WHAT YOU NEED TO DO: In the entries that follow, find each line with the word "light" and copy it.

DATA FOR PROCESSING:
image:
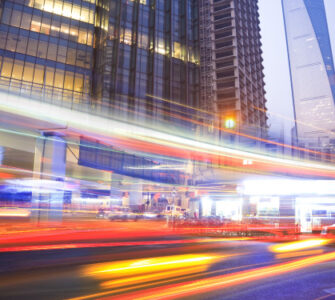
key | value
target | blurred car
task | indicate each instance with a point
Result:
(123, 214)
(328, 230)
(102, 213)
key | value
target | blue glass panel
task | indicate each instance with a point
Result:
(317, 14)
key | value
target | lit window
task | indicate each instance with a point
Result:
(176, 50)
(17, 69)
(39, 74)
(65, 9)
(28, 72)
(7, 67)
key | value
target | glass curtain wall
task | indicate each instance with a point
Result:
(46, 48)
(312, 71)
(148, 62)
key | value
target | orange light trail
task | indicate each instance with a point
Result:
(219, 282)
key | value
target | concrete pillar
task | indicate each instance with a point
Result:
(246, 209)
(49, 172)
(135, 194)
(287, 211)
(116, 192)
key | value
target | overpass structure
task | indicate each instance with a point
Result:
(50, 135)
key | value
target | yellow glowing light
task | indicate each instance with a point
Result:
(155, 276)
(132, 267)
(287, 247)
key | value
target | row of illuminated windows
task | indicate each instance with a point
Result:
(65, 9)
(49, 76)
(43, 49)
(178, 51)
(31, 2)
(44, 25)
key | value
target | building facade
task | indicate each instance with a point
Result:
(148, 59)
(138, 57)
(312, 72)
(237, 65)
(46, 48)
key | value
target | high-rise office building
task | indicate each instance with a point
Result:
(312, 72)
(237, 70)
(46, 47)
(149, 57)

PROBLEM SOLUTION:
target | orange light trail
target | yellow glowing light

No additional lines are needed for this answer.